[To do]
Rescale the entries below, starting at the line containing "instance like [260,221]." and ending at the last entry, both ends included. Write each of those lines again, requests included, with every point coordinate in the answers multiplied by 1.4 and rounded to a whole number (halves round up), and omit the pictures.
::::::::::
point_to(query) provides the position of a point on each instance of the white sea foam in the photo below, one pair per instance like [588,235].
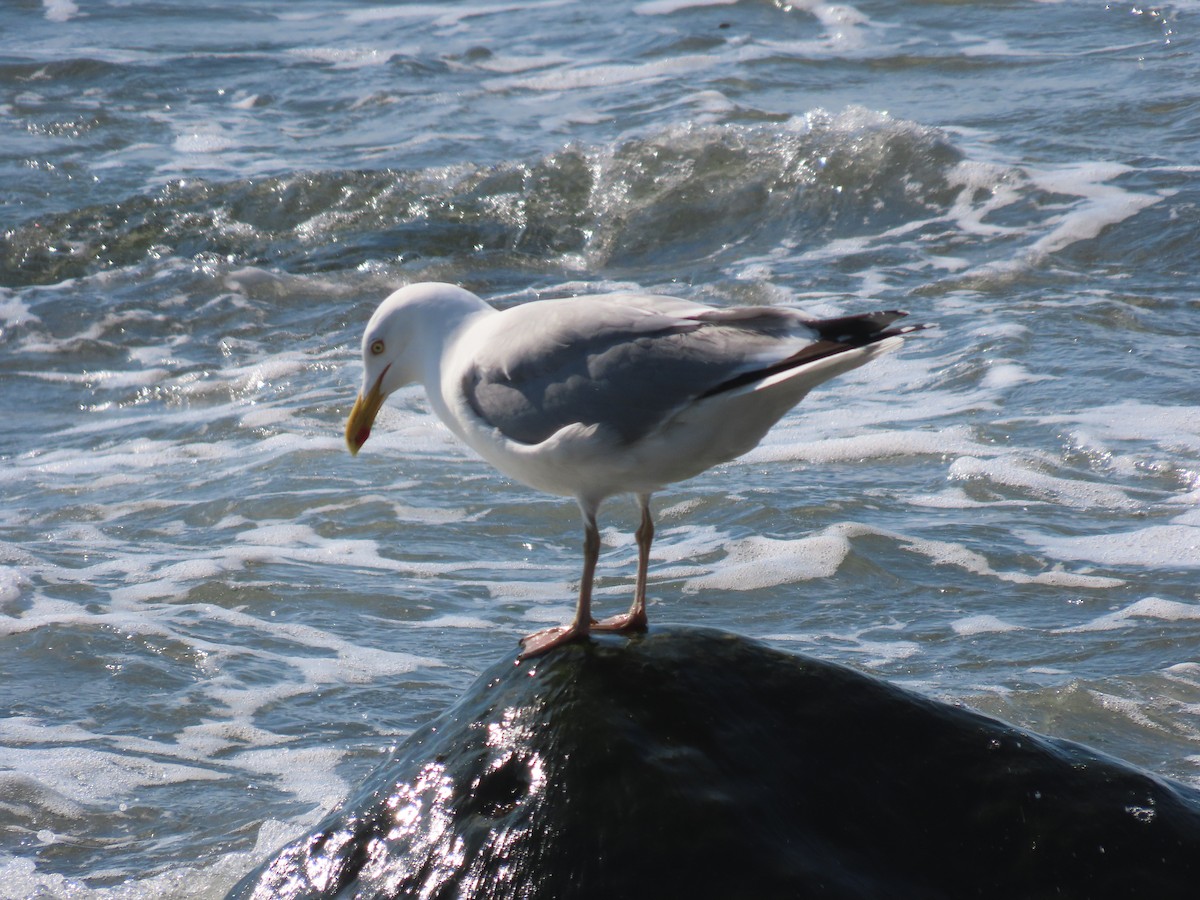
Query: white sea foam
[983,624]
[1151,607]
[60,10]
[1167,546]
[1029,475]
[755,563]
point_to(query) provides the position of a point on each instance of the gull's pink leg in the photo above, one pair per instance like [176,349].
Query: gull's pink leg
[635,619]
[539,642]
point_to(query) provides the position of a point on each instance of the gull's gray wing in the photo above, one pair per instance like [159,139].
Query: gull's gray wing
[628,364]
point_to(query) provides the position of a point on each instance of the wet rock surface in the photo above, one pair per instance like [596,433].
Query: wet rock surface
[691,762]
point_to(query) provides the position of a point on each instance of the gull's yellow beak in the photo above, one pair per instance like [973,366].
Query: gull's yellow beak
[366,408]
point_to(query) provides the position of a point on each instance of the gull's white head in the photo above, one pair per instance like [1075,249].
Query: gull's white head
[396,345]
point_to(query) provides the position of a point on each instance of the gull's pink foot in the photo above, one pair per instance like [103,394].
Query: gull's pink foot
[624,624]
[546,640]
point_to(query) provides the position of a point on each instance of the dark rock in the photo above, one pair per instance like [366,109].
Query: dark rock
[695,763]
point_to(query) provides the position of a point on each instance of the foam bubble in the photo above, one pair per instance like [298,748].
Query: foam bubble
[1025,475]
[756,562]
[982,625]
[1151,607]
[60,10]
[1168,546]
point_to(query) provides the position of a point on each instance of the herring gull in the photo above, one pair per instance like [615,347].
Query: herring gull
[594,396]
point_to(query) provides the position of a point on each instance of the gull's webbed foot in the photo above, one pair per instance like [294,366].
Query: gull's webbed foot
[546,640]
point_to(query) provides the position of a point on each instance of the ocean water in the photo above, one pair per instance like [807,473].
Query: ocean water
[215,623]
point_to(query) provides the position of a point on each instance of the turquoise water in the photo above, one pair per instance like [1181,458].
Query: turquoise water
[214,622]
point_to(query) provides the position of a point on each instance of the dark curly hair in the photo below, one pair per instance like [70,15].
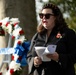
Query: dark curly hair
[60,23]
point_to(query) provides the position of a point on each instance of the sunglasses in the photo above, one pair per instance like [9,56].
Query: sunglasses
[47,16]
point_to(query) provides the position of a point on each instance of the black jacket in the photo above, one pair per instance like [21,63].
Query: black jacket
[66,48]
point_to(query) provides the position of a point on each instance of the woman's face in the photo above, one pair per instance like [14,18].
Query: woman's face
[47,19]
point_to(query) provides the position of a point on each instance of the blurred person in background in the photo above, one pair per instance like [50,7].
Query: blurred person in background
[53,30]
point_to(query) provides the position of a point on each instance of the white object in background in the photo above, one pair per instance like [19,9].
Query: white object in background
[40,50]
[50,49]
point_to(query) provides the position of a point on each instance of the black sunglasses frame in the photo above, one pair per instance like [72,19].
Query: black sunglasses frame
[47,16]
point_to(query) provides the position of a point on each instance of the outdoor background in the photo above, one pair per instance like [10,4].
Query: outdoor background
[27,12]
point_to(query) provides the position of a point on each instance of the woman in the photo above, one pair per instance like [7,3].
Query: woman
[53,30]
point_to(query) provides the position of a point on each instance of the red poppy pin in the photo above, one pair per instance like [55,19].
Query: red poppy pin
[58,35]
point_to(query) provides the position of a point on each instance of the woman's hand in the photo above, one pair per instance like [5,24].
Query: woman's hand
[54,56]
[37,61]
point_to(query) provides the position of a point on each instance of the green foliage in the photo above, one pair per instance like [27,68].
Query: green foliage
[69,8]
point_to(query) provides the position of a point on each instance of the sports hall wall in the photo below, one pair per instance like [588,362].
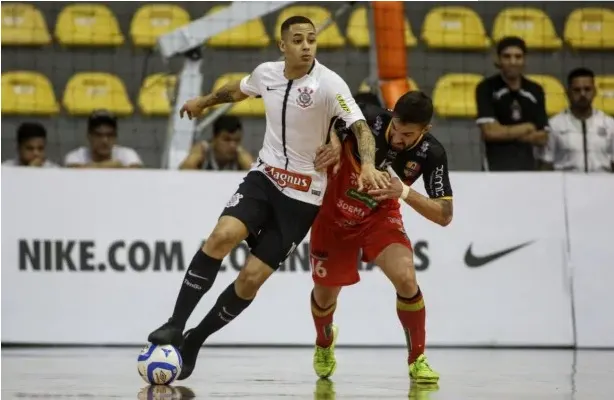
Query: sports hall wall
[147,134]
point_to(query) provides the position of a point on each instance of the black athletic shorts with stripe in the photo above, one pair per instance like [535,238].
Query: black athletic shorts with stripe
[277,224]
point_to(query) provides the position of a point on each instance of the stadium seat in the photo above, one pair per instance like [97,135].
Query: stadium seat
[327,39]
[454,95]
[86,92]
[23,25]
[27,93]
[153,20]
[248,35]
[454,27]
[605,93]
[358,33]
[88,25]
[590,28]
[556,98]
[531,24]
[154,94]
[252,107]
[365,88]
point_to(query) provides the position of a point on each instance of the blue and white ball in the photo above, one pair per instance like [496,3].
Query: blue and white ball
[159,365]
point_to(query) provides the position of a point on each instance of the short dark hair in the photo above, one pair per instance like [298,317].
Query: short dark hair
[414,107]
[297,19]
[579,72]
[228,123]
[367,98]
[30,130]
[511,41]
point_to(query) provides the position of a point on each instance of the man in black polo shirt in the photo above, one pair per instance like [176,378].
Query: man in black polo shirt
[511,111]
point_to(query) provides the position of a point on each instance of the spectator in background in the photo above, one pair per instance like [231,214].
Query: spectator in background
[31,146]
[103,152]
[511,111]
[581,137]
[224,153]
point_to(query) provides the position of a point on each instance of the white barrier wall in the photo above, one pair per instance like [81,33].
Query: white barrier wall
[98,256]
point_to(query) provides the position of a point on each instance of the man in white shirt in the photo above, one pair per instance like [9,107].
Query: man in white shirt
[103,152]
[31,146]
[581,137]
[280,197]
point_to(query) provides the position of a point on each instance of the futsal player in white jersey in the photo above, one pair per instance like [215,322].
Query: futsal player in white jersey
[280,197]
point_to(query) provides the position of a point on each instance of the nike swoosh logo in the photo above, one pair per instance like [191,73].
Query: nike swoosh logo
[474,261]
[191,273]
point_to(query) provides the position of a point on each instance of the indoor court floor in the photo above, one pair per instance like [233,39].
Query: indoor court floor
[225,373]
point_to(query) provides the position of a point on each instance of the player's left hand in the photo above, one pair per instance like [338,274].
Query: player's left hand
[370,178]
[392,191]
[327,155]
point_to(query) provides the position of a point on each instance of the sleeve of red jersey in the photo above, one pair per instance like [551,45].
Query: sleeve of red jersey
[340,101]
[251,84]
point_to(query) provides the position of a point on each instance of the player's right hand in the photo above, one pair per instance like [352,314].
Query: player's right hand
[371,178]
[193,108]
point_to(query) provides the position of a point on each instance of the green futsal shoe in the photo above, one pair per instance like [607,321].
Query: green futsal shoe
[421,372]
[324,362]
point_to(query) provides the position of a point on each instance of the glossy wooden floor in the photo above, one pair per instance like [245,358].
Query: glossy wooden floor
[287,374]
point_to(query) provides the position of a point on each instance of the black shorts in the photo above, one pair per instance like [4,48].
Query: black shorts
[277,224]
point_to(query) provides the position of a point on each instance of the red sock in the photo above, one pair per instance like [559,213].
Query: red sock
[412,315]
[323,320]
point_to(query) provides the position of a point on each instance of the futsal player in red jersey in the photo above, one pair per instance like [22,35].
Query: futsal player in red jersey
[354,220]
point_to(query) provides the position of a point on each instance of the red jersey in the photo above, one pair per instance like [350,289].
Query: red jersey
[343,203]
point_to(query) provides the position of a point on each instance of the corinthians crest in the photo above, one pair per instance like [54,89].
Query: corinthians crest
[305,98]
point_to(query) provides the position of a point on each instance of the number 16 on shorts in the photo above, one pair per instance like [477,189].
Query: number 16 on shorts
[317,265]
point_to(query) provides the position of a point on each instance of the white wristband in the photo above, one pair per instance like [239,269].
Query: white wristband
[405,192]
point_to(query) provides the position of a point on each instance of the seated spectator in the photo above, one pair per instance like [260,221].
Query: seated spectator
[511,111]
[102,151]
[31,146]
[224,152]
[581,137]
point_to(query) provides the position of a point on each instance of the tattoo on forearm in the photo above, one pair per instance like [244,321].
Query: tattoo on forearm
[366,141]
[446,208]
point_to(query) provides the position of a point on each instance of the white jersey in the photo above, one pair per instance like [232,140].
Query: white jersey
[82,156]
[299,115]
[574,146]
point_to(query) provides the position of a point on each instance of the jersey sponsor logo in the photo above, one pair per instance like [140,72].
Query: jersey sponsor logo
[288,179]
[437,181]
[305,98]
[342,103]
[350,210]
[362,197]
[412,169]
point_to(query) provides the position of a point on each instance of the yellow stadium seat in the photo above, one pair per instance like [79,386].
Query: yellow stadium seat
[154,96]
[27,93]
[358,31]
[88,25]
[249,34]
[531,24]
[454,27]
[454,95]
[365,88]
[556,97]
[153,20]
[590,28]
[23,25]
[252,107]
[86,92]
[329,38]
[605,93]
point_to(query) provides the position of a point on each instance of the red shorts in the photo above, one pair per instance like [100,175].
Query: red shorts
[335,251]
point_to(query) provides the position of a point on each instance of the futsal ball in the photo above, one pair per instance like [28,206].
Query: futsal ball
[159,365]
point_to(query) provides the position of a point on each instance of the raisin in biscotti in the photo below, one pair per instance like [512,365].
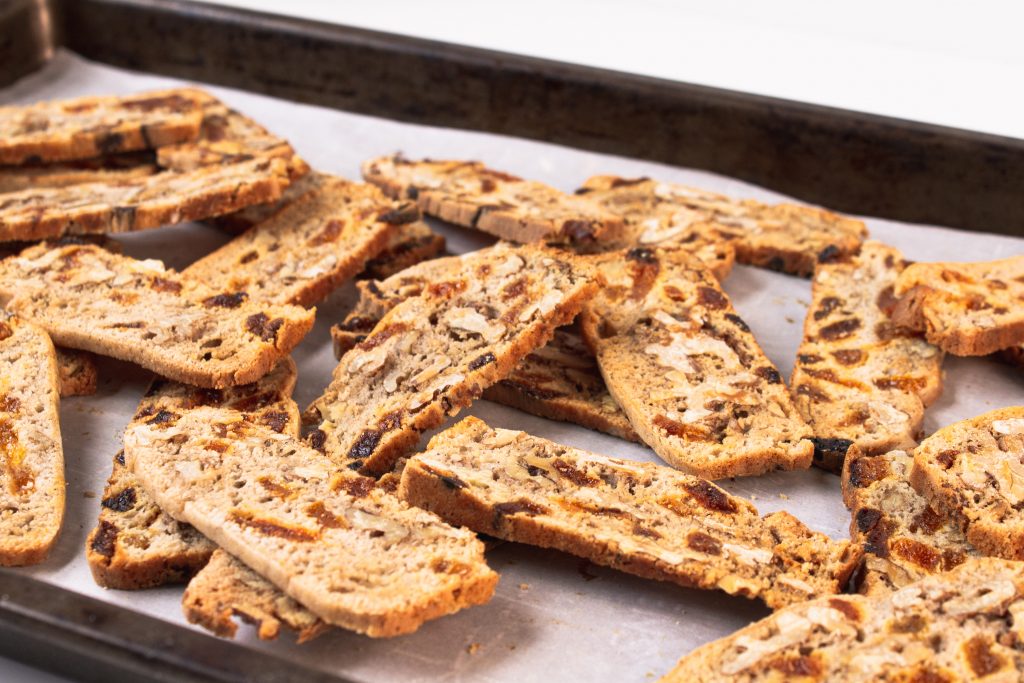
::::::::::
[Result of this task]
point_to(query) provides the position of a point on each instance of the seated spectator in the photo above, one pair per instance like [260,221].
Query: seated spectator
[715,155]
[143,211]
[43,204]
[314,213]
[813,192]
point_to(query) provides the position of a point on each instance of the tattoo on forearm in the photo above, one pair per instance like [244,321].
Query: tattoo on forearm
[512,197]
[624,291]
point_to(query) provides the position of a point on each instance of the white jersey in the photo above, one pair per instance like [232,140].
Query: white jersey
[115,218]
[419,161]
[804,204]
point_to(query) provides the position of a point on each instance of the jersey sponsor logo in the photo above, one pair per instance like [140,72].
Query: jersey sponsor logo
[403,251]
[612,253]
[427,137]
[479,144]
[490,294]
[507,276]
[577,237]
point_to(query) provides the position of a point on each instance of the yellow stadium seat in the photo above, one pair per instance like [79,386].
Query: yellow stadium seat
[216,134]
[38,130]
[501,43]
[123,35]
[349,48]
[743,34]
[636,38]
[636,133]
[511,123]
[778,136]
[214,28]
[826,39]
[32,35]
[353,150]
[120,129]
[461,53]
[847,130]
point_to(query) provides the position of a point on each instance of the red shorts in the photo above, one pair per instance like [100,175].
Query: red shorts
[469,351]
point_to(query) provides the position of a point on each instance of the futsal ball in the photo above, one pair per instance like [28,206].
Query: futsal ball
[223,511]
point_to(query) provides the position of a point on each instance of the raisin in biscotti in the photo below, one pair per instance like [512,365].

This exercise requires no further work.